▶ What is required:
Report every line of the material that contains the string "ceiling".

== Data records

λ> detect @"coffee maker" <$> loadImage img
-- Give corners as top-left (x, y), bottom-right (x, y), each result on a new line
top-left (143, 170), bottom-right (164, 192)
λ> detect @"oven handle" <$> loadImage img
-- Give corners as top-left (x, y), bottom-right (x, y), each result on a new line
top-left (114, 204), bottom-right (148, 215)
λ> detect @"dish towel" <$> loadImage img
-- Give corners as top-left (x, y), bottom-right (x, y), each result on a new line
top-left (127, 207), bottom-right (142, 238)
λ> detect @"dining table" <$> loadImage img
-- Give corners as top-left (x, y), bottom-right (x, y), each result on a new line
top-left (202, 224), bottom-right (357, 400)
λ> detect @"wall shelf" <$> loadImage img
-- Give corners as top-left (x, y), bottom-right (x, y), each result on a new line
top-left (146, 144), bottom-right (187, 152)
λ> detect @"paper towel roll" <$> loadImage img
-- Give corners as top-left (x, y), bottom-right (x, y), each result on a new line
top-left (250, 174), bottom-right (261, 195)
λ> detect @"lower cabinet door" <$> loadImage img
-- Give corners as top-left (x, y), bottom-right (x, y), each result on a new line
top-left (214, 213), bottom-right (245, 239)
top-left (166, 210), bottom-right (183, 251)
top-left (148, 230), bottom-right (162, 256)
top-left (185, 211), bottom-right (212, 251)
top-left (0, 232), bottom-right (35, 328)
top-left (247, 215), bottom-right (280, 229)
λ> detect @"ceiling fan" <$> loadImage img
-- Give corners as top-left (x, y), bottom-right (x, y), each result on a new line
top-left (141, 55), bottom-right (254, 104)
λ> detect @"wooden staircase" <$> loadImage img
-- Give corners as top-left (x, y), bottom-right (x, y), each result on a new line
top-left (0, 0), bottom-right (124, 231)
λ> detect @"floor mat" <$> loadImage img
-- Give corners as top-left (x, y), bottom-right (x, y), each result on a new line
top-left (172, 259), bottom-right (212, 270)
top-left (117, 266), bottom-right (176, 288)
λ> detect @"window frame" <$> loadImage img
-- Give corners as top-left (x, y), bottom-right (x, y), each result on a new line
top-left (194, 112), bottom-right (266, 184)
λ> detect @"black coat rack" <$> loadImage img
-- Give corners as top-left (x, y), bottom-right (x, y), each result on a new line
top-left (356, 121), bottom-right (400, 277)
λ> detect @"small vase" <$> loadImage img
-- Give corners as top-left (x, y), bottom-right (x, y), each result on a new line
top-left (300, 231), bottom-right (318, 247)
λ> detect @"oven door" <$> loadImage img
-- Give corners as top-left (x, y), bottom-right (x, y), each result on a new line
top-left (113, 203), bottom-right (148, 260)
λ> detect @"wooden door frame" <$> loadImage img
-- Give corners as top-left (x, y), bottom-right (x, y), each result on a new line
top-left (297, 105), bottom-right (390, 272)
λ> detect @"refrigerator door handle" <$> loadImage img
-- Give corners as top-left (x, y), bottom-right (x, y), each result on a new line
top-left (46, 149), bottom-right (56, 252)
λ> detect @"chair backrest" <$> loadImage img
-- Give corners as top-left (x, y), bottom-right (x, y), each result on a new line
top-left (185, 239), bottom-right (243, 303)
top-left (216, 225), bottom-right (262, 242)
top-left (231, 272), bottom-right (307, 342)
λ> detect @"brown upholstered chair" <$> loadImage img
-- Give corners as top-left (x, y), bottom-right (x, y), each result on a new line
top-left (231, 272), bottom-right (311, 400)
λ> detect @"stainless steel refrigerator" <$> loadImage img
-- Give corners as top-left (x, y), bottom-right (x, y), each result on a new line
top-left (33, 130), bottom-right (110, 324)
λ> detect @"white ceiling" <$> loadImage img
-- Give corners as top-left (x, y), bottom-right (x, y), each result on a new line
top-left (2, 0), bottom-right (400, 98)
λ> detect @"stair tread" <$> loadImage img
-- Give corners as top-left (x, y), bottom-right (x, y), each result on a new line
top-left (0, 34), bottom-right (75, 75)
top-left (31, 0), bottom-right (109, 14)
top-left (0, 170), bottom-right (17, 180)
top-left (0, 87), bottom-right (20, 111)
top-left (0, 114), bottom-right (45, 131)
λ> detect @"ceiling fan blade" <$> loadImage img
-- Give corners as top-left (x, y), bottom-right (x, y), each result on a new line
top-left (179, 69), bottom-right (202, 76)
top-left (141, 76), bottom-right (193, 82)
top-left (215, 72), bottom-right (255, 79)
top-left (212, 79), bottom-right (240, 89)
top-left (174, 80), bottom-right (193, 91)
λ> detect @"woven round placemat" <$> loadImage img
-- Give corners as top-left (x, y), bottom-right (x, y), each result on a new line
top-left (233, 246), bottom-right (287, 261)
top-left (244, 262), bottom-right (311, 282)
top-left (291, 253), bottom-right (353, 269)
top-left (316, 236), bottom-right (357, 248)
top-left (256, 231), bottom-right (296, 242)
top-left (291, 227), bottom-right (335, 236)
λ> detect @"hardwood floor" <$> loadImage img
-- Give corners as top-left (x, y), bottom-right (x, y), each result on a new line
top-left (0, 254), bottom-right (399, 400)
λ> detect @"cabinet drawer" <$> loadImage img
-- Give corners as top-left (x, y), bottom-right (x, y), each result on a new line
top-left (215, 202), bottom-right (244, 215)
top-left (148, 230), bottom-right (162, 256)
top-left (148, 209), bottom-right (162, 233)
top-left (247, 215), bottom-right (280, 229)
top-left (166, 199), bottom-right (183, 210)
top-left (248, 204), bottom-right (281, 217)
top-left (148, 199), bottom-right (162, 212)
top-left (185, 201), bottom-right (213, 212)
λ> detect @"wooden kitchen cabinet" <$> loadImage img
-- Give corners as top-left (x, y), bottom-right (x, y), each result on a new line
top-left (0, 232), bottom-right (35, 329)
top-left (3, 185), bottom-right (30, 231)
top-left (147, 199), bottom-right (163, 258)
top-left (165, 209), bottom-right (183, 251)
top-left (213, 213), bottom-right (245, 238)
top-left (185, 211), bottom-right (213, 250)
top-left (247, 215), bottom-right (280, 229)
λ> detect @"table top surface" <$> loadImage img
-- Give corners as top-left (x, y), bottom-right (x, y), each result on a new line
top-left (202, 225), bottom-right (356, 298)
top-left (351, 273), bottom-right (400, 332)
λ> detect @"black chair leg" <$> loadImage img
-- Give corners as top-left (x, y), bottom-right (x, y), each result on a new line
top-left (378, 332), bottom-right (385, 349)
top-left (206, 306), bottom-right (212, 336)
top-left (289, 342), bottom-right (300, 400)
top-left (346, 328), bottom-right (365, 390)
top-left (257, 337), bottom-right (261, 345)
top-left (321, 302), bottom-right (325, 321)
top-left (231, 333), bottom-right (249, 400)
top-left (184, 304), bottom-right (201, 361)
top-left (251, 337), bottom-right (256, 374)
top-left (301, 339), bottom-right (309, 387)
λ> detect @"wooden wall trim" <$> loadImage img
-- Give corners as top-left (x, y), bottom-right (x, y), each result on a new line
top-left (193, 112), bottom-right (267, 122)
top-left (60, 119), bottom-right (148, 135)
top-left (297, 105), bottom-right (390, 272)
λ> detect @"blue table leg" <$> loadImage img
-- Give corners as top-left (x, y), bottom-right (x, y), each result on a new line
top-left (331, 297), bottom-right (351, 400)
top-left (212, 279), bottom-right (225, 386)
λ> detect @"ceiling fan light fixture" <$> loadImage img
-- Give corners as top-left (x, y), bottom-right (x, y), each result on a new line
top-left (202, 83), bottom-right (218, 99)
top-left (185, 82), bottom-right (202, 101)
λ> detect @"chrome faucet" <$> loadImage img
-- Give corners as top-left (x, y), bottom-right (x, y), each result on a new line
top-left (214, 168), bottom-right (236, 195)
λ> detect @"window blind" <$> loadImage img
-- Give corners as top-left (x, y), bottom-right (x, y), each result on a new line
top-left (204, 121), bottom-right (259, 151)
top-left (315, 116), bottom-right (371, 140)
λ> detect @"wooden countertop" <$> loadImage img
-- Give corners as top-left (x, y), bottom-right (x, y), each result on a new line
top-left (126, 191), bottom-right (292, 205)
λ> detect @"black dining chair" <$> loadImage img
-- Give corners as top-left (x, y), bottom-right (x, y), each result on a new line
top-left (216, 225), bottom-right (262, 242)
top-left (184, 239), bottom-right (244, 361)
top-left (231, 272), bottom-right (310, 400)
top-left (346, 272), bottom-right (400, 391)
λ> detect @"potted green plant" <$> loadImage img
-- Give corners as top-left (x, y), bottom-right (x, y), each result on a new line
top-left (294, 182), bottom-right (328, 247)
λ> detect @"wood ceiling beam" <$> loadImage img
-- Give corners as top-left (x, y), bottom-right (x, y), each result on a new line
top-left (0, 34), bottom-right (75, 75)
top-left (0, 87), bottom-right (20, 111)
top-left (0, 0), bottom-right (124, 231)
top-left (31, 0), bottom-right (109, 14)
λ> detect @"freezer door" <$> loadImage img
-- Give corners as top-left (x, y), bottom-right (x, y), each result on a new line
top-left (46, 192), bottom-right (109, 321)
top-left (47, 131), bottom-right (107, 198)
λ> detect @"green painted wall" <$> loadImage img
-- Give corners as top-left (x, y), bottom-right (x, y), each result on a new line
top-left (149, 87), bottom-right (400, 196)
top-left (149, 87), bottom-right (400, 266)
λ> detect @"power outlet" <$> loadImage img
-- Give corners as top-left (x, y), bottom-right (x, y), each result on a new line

====

▶ Task response:
λ> detect @"ceiling fan" <$> loadImage img
λ> detect @"white ceiling" <$> loadImage img
λ> detect @"ceiling fan blade" <$> loadImage img
λ> detect @"ceiling fan light fixture" <$> loadImage img
λ> detect @"wood ceiling beam" <$> loadImage img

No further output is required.